EXERCISE DESCRIPTION => Copy out the records again word for word, from the line containing "--target yellow flower spike" through the line containing "Provide the mask of each instance of the yellow", and include nothing else.

=====

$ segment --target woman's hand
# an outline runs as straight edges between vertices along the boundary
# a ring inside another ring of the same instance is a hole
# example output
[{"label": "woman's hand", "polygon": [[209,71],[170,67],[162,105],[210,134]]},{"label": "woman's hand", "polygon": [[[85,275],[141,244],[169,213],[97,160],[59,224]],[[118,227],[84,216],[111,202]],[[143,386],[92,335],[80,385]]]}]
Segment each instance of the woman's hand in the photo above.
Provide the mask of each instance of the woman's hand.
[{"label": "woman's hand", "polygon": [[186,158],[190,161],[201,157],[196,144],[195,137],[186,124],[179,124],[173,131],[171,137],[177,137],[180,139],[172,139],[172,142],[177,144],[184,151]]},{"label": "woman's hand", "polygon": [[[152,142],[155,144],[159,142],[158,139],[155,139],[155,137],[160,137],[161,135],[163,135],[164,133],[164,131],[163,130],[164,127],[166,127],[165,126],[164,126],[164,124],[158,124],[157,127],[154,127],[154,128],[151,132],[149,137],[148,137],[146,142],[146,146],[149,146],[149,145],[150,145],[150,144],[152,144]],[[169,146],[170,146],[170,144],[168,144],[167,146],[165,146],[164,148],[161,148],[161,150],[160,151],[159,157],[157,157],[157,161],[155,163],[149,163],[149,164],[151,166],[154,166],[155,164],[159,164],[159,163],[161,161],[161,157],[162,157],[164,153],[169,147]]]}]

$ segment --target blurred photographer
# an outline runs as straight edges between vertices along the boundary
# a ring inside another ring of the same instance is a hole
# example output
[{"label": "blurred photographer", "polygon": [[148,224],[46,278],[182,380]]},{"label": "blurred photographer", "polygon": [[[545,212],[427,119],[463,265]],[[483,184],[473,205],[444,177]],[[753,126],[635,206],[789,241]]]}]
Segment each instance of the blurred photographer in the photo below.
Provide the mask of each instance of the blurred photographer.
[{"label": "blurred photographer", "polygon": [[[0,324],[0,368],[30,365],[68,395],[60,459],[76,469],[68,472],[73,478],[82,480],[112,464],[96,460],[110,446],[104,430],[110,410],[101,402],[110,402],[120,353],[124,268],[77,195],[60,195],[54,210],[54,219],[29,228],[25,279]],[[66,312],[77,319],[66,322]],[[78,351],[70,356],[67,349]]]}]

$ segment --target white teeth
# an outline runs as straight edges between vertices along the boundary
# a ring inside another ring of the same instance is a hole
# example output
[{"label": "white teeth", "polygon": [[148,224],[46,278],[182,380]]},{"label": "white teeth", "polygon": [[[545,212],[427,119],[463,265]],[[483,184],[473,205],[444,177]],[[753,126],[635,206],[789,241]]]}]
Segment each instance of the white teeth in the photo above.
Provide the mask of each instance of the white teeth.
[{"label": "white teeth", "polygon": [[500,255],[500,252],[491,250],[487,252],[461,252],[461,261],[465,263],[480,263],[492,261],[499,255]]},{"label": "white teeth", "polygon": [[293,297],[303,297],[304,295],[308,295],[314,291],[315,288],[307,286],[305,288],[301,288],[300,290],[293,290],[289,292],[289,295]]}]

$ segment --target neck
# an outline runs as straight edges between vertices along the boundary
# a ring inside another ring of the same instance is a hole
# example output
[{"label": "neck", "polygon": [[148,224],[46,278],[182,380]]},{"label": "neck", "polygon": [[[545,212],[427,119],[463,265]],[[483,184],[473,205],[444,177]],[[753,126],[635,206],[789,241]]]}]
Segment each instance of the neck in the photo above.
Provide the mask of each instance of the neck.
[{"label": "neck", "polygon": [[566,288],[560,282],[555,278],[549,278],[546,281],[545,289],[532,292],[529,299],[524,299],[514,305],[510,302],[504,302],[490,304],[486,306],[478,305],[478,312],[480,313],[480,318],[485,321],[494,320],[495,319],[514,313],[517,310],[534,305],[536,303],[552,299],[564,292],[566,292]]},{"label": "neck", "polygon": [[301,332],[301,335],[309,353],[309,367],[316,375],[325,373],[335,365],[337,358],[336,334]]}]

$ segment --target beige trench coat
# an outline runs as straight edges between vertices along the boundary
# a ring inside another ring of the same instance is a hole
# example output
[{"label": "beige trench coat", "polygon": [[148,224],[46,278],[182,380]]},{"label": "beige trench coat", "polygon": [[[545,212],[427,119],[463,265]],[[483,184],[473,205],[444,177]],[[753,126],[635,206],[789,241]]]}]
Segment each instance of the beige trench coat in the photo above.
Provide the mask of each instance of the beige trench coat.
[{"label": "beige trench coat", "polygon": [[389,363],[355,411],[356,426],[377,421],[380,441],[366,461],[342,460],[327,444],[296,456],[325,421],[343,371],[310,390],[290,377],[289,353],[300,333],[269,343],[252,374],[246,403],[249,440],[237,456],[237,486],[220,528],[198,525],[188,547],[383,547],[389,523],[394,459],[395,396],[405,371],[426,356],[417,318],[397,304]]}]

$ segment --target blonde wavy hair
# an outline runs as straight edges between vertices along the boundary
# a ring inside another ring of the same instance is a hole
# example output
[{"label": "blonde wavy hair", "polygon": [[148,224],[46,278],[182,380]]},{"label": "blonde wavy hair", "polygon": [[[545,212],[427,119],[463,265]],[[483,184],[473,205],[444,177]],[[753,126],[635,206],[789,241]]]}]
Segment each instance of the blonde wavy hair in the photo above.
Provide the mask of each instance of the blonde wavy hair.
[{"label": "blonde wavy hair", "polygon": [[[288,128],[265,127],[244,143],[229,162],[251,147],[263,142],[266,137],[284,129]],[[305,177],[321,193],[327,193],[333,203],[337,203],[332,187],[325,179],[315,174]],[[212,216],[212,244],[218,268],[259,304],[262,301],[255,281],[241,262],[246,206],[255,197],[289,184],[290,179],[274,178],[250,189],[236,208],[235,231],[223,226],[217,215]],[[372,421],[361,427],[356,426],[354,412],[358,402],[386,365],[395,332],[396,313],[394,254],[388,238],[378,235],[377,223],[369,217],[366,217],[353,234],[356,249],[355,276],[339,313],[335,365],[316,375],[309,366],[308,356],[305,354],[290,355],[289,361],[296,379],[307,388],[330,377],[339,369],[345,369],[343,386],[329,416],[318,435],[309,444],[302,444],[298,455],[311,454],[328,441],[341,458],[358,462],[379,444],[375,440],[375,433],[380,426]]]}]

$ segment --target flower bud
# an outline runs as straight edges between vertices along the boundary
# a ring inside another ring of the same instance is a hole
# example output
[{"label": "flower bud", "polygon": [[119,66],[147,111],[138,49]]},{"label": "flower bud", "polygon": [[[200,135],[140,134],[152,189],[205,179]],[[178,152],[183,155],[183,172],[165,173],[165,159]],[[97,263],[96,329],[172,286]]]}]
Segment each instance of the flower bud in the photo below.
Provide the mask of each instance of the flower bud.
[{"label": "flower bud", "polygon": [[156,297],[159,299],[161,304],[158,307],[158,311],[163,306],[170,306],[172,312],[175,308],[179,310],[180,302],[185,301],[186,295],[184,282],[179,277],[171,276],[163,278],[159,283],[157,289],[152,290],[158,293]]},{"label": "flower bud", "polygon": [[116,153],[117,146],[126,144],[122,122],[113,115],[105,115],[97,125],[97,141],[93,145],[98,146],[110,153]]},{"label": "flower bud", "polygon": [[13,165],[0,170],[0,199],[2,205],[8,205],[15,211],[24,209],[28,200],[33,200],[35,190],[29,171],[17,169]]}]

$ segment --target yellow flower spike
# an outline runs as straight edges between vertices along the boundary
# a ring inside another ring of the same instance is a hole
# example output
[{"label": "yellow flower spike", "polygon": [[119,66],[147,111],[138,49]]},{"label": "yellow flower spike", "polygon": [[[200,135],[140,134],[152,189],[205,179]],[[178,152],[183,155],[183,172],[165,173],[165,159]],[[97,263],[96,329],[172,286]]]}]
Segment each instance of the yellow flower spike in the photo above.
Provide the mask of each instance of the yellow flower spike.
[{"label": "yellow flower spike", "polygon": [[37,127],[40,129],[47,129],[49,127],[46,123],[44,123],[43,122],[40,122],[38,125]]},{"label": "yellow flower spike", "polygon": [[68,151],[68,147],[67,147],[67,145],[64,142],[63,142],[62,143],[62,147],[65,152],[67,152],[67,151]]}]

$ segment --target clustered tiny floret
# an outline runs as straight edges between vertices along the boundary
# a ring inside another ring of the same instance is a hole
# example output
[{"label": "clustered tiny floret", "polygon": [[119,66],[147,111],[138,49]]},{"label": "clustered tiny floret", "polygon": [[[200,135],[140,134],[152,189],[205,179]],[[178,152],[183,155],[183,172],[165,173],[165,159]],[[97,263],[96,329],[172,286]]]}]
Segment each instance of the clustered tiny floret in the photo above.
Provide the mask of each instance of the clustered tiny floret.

=====

SOLUTION TO THE EXERCISE =>
$ segment --target yellow flower spike
# an outline runs as straight edges between vertices along the boundary
# a ring inside another ring of the same instance is a hole
# example output
[{"label": "yellow flower spike", "polygon": [[119,66],[147,111],[138,49]]},{"label": "yellow flower spike", "polygon": [[[200,135],[140,134],[152,189],[205,179]],[[178,152],[183,155],[183,172],[165,173],[165,159]],[[97,263],[96,329],[172,286]]]}]
Segment each instance of the yellow flower spike in the photo above.
Provide the mask of each instance of the yellow flower spike.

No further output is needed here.